[Passage provided]
Source: Lung Cancers Today
URL: https://www.lungcancerstoday.com/post/checkmate-77t-perioperative-nivolumab-shows-long-term-efs-and-favorable-os-trend-in-resectable-nsclc
Perioperative nivolumab continues to demonstrate significant event-free survival benefits (HR 0.61) compared with placebo in resectable NSCLC patients at 41 months follow-up. ctDNA clearance emerges as a predictive biomarker for improved outcomes regardless of treatment arm, supporting its potential role in treatment monitoring.
Study Design & Population
- Phase 3 randomized controlled trial (CheckMate 77T)
- 621 patients with resectable stage IIA-IIIB NSCLC
- 1:1 randomization to perioperative nivolumab vs placebo plus chemotherapy
- Median follow-up: 41 months
- Treatment: neoadjuvant therapy (4 cycles) followed by adjuvant therapy (13 cycles)
Key Findings
- Event-free survival: HR 0.61 (95% CI 0.46-0.80) favoring nivolumab vs placebo
- 30-month EFS rates: 61% nivolumab vs 43% placebo
- Overall survival trend: HR 0.85 favoring nivolumab (median OS not reached)
- 30-month OS rates: 78% nivolumab vs 72% placebo
- ctDNA clearance: Associated with improved EFS (HR 0.41 nivolumab, HR 0.62 placebo)

[Records]
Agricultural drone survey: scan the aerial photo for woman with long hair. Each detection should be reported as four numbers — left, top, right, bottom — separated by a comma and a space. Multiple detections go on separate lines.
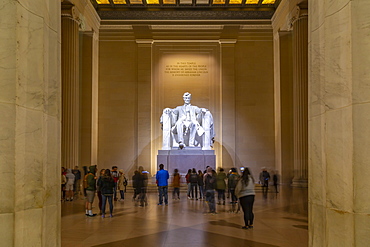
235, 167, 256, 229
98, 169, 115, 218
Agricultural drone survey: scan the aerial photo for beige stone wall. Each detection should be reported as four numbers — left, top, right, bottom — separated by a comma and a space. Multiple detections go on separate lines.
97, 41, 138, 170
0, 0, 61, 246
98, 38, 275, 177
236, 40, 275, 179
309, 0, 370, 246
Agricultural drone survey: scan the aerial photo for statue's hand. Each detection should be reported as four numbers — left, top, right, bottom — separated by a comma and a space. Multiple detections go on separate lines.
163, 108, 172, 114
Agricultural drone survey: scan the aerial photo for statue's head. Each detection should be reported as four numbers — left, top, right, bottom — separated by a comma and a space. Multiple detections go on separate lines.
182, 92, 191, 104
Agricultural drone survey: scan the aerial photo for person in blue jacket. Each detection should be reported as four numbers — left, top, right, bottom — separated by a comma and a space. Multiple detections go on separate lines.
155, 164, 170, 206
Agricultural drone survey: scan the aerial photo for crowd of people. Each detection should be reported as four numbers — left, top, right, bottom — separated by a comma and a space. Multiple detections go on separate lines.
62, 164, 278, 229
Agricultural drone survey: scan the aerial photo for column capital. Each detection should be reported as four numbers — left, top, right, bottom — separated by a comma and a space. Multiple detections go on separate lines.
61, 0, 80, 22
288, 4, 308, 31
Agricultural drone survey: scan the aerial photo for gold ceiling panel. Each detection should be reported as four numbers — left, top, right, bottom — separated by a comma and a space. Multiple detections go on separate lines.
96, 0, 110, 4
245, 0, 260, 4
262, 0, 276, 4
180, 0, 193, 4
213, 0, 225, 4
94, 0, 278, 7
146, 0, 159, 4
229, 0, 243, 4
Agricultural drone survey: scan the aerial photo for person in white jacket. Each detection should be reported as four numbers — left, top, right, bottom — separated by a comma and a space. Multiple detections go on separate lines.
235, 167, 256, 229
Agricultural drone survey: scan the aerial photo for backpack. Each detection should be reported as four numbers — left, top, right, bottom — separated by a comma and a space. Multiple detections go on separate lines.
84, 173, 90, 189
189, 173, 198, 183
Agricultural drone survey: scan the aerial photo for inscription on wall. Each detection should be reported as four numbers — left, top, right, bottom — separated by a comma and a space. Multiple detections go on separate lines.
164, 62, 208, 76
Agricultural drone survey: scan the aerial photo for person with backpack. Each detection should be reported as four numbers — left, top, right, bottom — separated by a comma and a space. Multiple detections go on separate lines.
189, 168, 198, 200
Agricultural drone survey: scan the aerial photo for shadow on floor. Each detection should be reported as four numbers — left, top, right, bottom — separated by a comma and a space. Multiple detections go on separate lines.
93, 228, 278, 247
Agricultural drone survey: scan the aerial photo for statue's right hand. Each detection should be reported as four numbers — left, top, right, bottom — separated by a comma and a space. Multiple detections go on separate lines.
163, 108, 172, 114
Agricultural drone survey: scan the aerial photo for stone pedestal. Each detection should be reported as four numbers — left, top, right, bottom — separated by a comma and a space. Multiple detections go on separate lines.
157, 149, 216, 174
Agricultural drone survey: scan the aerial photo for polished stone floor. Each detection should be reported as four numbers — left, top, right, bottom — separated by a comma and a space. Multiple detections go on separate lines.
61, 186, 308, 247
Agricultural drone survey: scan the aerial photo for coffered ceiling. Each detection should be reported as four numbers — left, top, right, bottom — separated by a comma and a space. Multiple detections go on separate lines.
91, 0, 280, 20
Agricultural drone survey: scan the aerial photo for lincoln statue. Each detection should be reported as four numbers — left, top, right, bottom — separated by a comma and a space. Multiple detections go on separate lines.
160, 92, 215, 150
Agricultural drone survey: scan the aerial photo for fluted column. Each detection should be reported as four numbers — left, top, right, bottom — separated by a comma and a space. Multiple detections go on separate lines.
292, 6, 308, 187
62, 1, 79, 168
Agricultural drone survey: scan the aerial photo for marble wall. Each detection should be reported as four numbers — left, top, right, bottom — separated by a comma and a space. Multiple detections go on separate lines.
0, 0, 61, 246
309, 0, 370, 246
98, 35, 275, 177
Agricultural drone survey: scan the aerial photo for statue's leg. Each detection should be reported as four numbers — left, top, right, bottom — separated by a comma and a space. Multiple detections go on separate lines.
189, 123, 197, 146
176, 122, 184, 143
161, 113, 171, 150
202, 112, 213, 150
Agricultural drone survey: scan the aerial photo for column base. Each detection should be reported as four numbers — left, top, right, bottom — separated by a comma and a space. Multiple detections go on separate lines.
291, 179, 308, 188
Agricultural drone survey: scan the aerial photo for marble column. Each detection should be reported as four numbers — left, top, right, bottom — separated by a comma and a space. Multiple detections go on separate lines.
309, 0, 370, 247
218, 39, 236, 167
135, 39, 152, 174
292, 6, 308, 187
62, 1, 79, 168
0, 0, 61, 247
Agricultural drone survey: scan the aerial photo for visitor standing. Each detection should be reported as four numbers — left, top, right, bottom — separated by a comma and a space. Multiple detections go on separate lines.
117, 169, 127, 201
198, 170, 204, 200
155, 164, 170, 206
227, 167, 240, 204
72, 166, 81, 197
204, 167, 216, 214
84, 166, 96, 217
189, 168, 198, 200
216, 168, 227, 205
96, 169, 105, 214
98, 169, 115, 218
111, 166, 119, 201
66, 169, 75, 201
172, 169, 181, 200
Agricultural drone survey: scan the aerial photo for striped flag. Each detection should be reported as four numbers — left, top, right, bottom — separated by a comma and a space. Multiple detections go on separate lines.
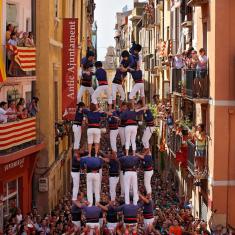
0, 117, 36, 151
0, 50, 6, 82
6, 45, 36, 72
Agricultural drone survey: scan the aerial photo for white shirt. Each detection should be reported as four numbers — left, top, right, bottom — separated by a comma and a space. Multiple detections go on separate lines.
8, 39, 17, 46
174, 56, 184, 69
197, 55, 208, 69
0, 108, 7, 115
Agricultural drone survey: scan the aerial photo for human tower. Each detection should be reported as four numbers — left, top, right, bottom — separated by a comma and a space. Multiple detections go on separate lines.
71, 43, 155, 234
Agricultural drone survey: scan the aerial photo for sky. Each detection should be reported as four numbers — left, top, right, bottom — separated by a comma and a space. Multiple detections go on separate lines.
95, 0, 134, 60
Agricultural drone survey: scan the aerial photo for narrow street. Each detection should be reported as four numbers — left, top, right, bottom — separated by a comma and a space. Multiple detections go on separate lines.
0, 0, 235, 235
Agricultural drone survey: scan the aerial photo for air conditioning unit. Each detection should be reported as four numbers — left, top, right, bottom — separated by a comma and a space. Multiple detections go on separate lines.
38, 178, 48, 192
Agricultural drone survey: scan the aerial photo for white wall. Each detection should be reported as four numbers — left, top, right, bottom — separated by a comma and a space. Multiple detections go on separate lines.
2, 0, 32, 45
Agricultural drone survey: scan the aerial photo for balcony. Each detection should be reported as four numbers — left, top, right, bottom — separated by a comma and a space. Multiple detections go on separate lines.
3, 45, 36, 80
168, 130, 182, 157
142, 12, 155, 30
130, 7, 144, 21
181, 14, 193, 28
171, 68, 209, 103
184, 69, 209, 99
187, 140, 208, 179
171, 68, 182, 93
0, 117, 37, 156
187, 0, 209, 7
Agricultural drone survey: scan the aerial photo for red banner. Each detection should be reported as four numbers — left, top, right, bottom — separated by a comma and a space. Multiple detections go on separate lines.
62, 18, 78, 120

[Required work]
1: From the trial summary, reproduce the text starting with "Key Findings" and going on through "HR 0.62 placebo)".
2: In the CheckMate 77T trial summary, what were the 30-month event-free survival rates for nivolumab and placebo?
These rows have no connection to the CheckMate 77T trial summary.

[Answers to the tasks]
1:
Key Findings
- Event-free survival: HR 0.61 (95% CI 0.46-0.80) favoring nivolumab vs placebo
- 30-month EFS rates: 61% nivolumab vs 43% placebo
- Overall survival trend: HR 0.85 favoring nivolumab (median OS not reached)
- 30-month OS rates: 78% nivolumab vs 72% placebo
- ctDNA clearance: Associated with improved EFS (HR 0.41 nivolumab, HR 0.62 placebo)

2: 61% with nivolumab and 43% with placebo.